▸ SELECTED TEXT
--- BEGIN ---

Me! I Disconnect From You (0)

Anonymous Coward | more than 9 years ago | (#12187672)

Gary Numan's Replicas is slowly becoming reality...

Brings out other disorders too (4, Funny)

Capt'n Hector (650760) | more than 9 years ago | (#12187681)

Obsessive compulsive disorder for one. And masturbation! And anti-social disorder. And nerdiness!

Re:Brings out other disorders too (1)

bersl2 (689221) | more than 9 years ago | (#12187722)

a personality disorder (don't remember which one)
Generalized Anxiety Disorder
ADD (for what it's worth)
depression :)

I know I won't win the grand prize, though. Let's see who does.

Re:Brings out other disorders too (1)

EpsCylonB (307640) | more than 9 years ago | (#12188231)

ADD (for what it's worth)

Yeah i think ADD is a joke too.

Are you kidding me? (2, Funny)

UnCivil Liberty (786163) | more than 9 years ago | (#12187682)

NADD? That was seriously the best that they could come up with??

Re:Are you kidding me? (0)

Anonymous Coward | more than 9 years ago | (#12187704)

--- END ---

▸ TASK
Extend the comment thread about NADD and other disorders, starting right after its last line. The records have no connection to the comment thread.

▸ DATASET RECORDS
--- BEGIN ---

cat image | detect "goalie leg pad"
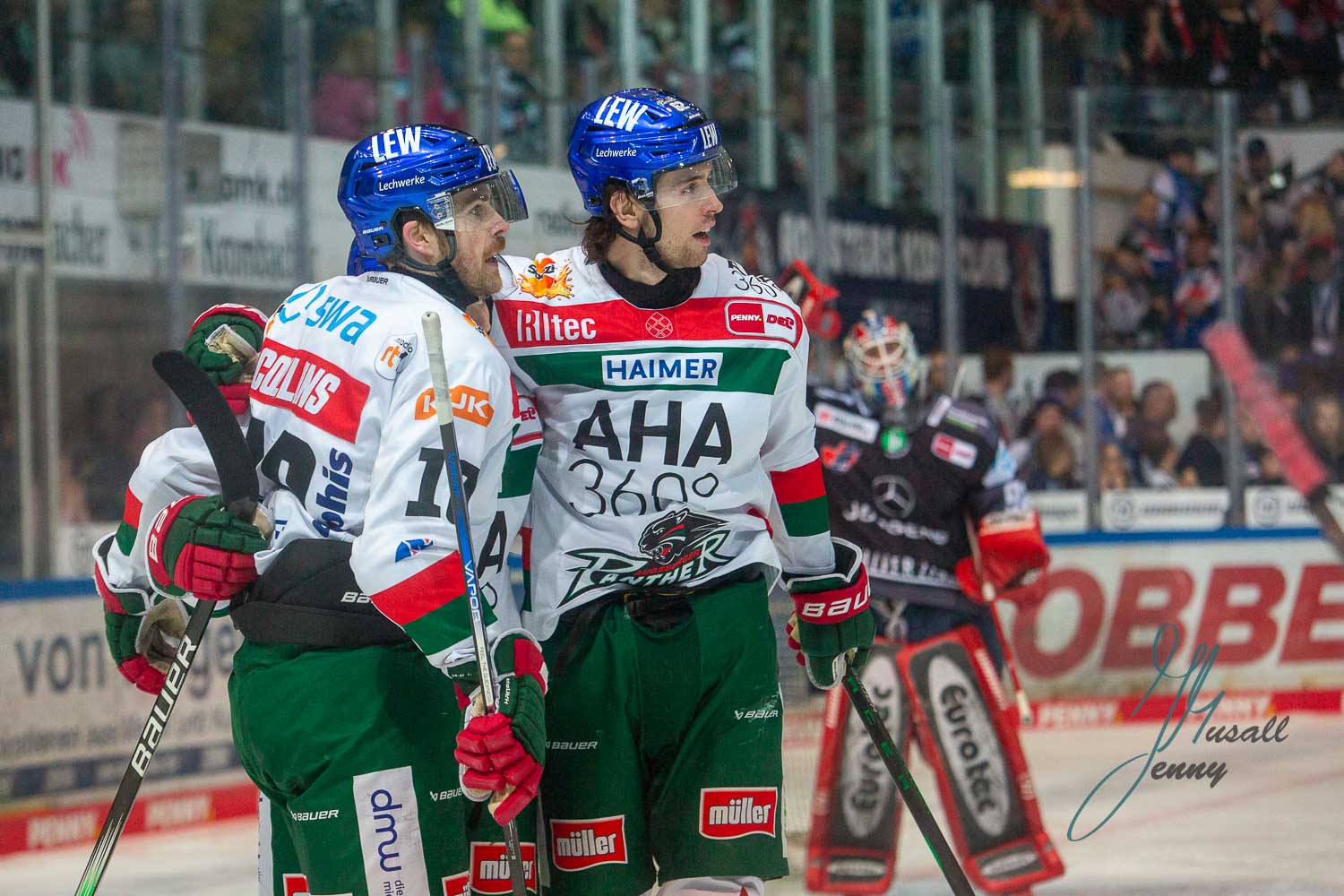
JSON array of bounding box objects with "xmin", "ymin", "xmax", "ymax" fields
[
  {"xmin": 806, "ymin": 638, "xmax": 910, "ymax": 893},
  {"xmin": 897, "ymin": 625, "xmax": 1064, "ymax": 893}
]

--- END ---

▸ RESULT OF THIS EXERCISE
Well at least it isn't Nerd Attention Deficiency Syndrome.

Re:Are you kidding me? (0)

Anonymous Coward | more than 9 years ago | (#12187866)

NADD? That was seriously the best that they could come up with??

Oh yes - they should have found something that abbreviates PORN.

Women Rejoice (5, Funny)

Physician (861339) | more than 9 years ago | (#12187683)

While nerds are kept busy with the internet and counseling sessions, gorgeous women everywhere are free to live their lives without fear of nerds asking them out.

Re:Women Rejoice (1)

Hinhule (811436) | more than 9 years ago | (#12187884)

Until the moment they make the mistake of going into a chatroom saying "Hi my name is Jessica" hoping for some attention.

Only to get the response "Go away you 50 year old pedohomo!"

Re:Women Rejoice (1)

arvn (586909) | more than 9 years ago | (#12188275)

So women only want to meet people with no NADDs? Their loss;-)

Strange (4, Funny)

Rosco P. Coltrane (209368) | more than 9 years ago | (#12187685)

The rush to catch-up and living a six megabits per second lifestyle

and yet the first site they jump on is Slashdot, which usually has the effect of slowing the servers it mentions down to a crawl...

Gah (1)

Cylix (55374) | more than 9 years ago | (#12187689)

I still can't believe this isn't an April Fools article.

Someone must be late to the game.

One problem with the Internet (5, Funny)

konkani (761433) | more than 9 years ago | (#12187693)

Thanks to the Internet, the majority are alienated from the mainstream.

Re:One problem with the Internet (1)

anagama (611277) | more than 9 years ago | (#12187767)

Hilarious!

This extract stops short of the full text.